++++ DATOS PROPORCIONADOS ++++

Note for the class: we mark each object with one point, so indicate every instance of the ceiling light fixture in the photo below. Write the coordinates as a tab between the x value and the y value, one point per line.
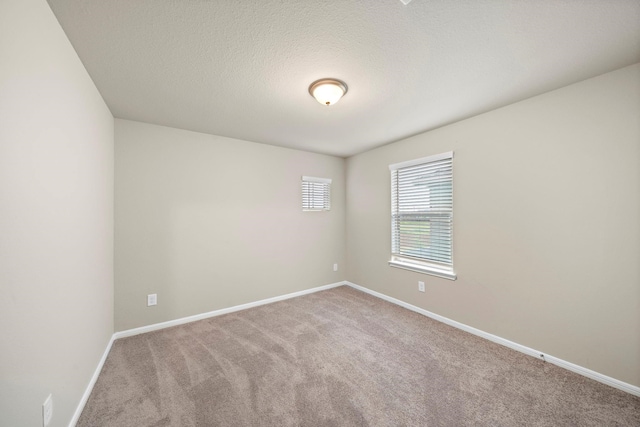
328	91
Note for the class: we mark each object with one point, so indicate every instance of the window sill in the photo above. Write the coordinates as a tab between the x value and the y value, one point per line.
422	268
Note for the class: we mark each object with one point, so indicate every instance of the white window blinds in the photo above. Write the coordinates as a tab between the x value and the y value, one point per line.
422	215
316	194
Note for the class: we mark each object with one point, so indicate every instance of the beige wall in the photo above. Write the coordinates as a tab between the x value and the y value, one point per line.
547	215
208	222
56	219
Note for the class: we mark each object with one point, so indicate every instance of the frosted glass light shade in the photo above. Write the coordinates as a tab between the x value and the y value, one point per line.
327	91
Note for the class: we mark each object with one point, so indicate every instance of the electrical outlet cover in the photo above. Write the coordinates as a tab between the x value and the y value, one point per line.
152	299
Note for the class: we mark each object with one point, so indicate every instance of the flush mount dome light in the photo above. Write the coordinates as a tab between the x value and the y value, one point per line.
328	91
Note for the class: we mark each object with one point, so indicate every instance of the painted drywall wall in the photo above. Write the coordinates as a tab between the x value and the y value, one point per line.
208	222
546	223
56	219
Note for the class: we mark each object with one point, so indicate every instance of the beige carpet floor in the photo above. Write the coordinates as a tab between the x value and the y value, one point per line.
339	358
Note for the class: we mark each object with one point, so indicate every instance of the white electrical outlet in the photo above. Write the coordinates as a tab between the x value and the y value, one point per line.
47	411
152	299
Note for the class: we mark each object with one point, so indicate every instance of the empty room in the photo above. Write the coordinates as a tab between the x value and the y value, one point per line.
319	213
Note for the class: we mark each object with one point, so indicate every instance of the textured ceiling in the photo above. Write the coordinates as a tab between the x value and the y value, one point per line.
242	68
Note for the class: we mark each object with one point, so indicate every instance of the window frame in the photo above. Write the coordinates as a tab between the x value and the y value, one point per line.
419	264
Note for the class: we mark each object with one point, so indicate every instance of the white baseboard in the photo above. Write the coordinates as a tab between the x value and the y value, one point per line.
189	319
620	385
92	382
157	326
631	389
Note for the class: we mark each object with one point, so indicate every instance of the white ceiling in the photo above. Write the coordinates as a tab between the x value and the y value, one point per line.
242	68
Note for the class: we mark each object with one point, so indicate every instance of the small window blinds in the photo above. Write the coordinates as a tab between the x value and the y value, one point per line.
422	215
316	194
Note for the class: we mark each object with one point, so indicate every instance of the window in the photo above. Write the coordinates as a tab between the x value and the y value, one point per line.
316	194
422	215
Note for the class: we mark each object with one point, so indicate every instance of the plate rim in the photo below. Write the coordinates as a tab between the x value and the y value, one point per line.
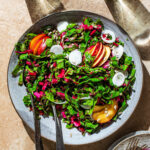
126	137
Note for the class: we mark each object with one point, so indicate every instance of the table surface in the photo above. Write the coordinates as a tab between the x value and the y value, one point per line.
14	135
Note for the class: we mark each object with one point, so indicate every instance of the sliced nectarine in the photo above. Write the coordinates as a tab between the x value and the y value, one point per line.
35	40
99	51
100	57
103	114
106	56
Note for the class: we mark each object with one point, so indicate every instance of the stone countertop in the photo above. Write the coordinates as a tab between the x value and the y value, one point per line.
14	135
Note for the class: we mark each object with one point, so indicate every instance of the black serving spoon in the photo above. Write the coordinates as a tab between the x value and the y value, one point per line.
59	135
37	135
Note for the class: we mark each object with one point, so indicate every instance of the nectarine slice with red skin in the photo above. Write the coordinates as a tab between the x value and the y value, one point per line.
35	40
42	47
106	56
37	45
96	62
99	51
103	114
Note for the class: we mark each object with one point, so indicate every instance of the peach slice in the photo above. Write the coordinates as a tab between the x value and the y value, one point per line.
100	57
99	51
106	56
103	114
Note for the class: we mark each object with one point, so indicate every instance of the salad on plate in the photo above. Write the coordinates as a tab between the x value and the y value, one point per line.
83	66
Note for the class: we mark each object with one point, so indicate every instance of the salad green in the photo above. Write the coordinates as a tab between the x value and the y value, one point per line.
52	78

++++

- **EJERCICIO ESCRITO**
Reproduce al pie de la letra la parte de las entradas que comienza con la línea que contiene "the salad on" y termina al final de las entradas, incluidas ambas líneas extremas.

- **RESPUESTA ESCRITA**
Note for the class: we mark each object with one point, so indicate every instance of the salad on plate in the photo above. Write the coordinates as a tab between the x value and the y value, one point per line.
83	66
Note for the class: we mark each object with one point, so indicate every instance of the salad green in the photo above. Write the coordinates as a tab between the x value and the y value, one point per line.
52	78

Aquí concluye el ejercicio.